**WRITTEN TASK:**
Find each line below that contains the word "trunk", and copy those lines out in full.
[BEGIN]
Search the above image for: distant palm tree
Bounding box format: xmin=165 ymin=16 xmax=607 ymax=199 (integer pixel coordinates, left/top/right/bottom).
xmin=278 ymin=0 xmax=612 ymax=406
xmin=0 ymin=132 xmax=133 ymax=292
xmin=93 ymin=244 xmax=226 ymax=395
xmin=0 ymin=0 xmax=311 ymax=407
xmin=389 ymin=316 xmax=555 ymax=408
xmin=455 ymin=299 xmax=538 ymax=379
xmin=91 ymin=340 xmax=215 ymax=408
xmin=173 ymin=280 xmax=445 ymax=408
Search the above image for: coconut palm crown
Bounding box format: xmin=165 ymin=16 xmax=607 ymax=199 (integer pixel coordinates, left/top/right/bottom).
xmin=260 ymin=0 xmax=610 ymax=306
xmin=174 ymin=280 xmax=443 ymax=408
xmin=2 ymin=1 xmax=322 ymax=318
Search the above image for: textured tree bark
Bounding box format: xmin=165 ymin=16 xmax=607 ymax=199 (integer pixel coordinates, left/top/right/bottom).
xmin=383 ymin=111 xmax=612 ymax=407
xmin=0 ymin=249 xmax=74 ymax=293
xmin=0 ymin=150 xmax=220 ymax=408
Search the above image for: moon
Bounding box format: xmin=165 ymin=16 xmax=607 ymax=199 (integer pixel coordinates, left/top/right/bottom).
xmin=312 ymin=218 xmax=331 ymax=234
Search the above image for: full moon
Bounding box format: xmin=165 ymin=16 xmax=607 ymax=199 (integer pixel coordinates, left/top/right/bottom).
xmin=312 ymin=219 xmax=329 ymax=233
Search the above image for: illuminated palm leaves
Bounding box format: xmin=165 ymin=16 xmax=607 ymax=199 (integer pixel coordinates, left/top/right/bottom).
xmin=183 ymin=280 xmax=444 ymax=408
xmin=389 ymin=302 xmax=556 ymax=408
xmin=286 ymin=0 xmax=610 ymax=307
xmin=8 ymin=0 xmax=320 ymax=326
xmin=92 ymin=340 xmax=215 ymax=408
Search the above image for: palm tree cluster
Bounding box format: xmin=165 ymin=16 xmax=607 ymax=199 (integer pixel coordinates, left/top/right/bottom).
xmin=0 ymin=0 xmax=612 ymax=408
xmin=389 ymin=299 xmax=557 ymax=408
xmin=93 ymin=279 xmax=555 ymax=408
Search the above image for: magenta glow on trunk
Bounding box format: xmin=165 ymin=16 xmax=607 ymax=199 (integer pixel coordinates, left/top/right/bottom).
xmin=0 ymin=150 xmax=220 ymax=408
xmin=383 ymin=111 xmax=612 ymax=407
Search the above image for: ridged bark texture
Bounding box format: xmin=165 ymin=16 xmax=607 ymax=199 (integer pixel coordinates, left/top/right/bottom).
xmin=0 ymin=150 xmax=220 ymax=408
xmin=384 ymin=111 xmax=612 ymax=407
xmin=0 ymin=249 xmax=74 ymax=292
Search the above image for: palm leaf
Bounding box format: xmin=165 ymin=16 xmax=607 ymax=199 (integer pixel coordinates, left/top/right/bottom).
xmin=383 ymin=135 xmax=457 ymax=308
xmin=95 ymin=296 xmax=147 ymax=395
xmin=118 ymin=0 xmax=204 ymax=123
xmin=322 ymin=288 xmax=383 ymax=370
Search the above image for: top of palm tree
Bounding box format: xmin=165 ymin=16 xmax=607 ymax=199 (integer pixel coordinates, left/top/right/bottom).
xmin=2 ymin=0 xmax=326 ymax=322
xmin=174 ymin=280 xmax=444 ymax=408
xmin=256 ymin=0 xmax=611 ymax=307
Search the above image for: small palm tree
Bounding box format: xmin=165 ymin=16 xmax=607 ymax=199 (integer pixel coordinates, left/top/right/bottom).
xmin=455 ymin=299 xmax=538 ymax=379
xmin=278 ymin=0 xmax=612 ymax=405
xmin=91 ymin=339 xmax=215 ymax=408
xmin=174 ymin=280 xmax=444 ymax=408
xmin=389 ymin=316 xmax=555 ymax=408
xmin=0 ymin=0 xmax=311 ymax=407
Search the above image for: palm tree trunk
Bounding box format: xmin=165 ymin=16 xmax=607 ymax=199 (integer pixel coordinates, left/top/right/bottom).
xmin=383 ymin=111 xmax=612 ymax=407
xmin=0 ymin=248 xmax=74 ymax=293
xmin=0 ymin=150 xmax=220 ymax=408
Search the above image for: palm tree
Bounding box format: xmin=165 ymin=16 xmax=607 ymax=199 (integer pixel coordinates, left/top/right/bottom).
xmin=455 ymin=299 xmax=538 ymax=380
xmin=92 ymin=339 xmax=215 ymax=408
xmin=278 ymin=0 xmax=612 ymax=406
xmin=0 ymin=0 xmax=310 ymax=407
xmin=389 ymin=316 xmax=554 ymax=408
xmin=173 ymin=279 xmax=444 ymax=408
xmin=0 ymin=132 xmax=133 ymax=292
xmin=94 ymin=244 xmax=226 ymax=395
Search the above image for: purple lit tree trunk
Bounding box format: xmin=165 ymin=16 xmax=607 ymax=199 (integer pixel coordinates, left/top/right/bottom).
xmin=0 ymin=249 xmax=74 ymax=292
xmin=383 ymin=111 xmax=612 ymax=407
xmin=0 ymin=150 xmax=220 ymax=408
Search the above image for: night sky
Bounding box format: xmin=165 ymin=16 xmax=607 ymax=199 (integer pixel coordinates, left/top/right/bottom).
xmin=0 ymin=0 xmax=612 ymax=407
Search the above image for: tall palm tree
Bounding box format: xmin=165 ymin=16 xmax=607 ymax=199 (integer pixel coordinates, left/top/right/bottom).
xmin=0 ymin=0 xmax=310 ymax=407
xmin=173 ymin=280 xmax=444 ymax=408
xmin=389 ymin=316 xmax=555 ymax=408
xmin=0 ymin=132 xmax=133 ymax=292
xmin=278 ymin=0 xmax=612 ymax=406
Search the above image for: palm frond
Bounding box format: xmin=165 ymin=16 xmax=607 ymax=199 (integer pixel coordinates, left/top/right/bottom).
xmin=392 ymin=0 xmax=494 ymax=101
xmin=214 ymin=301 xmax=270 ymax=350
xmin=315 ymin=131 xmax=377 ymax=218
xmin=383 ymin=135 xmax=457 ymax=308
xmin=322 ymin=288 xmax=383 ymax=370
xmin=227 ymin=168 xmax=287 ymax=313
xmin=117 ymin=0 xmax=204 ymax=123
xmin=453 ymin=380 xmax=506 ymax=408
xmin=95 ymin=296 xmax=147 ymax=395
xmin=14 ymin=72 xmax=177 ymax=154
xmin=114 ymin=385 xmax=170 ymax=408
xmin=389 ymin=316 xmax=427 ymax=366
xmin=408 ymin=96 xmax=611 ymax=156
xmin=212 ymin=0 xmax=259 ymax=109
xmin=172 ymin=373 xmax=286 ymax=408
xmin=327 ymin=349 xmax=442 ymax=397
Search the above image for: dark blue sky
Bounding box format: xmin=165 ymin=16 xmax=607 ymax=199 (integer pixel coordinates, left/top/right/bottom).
[END]
**SOLUTION:**
Search the above image for: magenta glow on trunk
Search the above image for: palm tree trunk
Search the above image for: purple lit tree trunk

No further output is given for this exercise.